-------- Entries --------

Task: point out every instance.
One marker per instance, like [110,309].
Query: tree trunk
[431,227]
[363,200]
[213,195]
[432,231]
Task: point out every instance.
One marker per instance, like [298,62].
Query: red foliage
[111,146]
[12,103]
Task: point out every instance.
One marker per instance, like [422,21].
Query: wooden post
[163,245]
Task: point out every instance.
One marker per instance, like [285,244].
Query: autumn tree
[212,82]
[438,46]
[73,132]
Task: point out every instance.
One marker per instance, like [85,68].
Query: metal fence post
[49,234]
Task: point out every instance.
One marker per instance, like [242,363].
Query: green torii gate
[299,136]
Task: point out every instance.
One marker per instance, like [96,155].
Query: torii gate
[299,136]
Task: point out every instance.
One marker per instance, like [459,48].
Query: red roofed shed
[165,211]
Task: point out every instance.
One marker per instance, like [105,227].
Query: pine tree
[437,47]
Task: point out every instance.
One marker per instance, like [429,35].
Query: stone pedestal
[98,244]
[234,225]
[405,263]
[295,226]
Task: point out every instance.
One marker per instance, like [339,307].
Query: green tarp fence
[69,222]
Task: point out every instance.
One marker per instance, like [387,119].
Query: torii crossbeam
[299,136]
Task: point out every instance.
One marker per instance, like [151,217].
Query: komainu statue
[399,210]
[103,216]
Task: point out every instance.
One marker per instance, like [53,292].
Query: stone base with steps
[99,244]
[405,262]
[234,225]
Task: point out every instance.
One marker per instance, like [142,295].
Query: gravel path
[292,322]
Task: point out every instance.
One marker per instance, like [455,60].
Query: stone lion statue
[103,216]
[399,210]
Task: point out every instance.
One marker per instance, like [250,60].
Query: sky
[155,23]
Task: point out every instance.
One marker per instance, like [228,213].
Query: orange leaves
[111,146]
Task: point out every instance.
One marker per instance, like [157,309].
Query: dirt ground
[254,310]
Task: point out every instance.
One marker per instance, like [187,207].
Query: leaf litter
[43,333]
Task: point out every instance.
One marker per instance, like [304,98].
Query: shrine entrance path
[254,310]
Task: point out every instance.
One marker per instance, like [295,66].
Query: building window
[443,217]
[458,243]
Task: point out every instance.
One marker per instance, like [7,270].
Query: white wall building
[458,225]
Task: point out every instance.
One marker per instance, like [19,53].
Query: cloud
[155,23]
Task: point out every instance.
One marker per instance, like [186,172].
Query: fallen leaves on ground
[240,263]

--------

Your instructions: Could you quote the material above in full, exactly as it stands?

Response:
Task: point out every instance.
One marker per instance, like [110,309].
Query: tree trunk
[431,227]
[363,200]
[213,195]
[432,231]
Task: point out every instance.
One marker per instance, like [298,62].
Query: red foliage
[111,146]
[12,103]
Task: point out every instance.
One marker per instance, like [422,21].
Query: wooden post
[163,245]
Task: point out every instance.
One marker per instance, like [285,244].
Query: autumn tree
[212,82]
[438,46]
[73,132]
Task: point out every instance.
One marker per instance, like [85,68].
Query: metal fence post
[49,234]
Task: point out every instance.
One marker per instance, like [242,363].
Query: green torii gate
[299,136]
Task: point out every instance.
One marker per instance, like [96,155].
Query: torii gate
[299,136]
Task: point out every instance.
One marker per instance, like [459,48].
Query: red roofed shed
[165,211]
Task: point out every instance.
One marker per instance, like [105,227].
Query: pine tree
[437,47]
Task: point out every instance.
One marker per instance, like [429,35].
Query: stone pedestal
[98,244]
[234,225]
[405,263]
[295,226]
Task: point out every instance.
One marker per instance, like [339,307].
Query: green tarp fence
[69,222]
Task: point out every instance.
One marker per instance, like [387,119].
Query: torii crossbeam
[299,136]
Task: point out every instance.
One marker per instance, like [151,217].
Query: komainu statue
[399,210]
[103,216]
Task: point out every instance.
One marker per instance, like [53,292].
Query: stone base with steps
[99,244]
[405,262]
[234,225]
Task: point out every instance.
One marker per instance, like [142,295].
Query: gravel path
[292,322]
Task: point out every instance.
One marker per instance, like [455,60].
Query: stone lion statue
[103,216]
[399,210]
Task: point out every instance.
One marker per instance, like [250,60].
Query: sky
[155,23]
Task: point out every instance.
One marker per instance, like [228,213].
Query: orange leaves
[111,146]
Task: point out every instance.
One marker per instance, like [157,309].
Query: dirt ground
[254,310]
Task: point out every instance.
One marker per instance, like [187,207].
Query: leaf litter
[43,333]
Task: point out every instance.
One marker per instance, like [304,98].
Query: shrine entrance path
[254,310]
Task: point out every instance.
One marker per instance, like [295,66].
Query: building window
[443,217]
[458,243]
Task: point out every instance.
One marker per instance, like [7,270].
Query: white wall building
[458,225]
Task: point out every instance.
One marker per instance, like [19,53].
Query: cloud
[155,23]
Task: point out every instance.
One marker per instance, like [186,172].
Query: fallen leaves on ground
[240,263]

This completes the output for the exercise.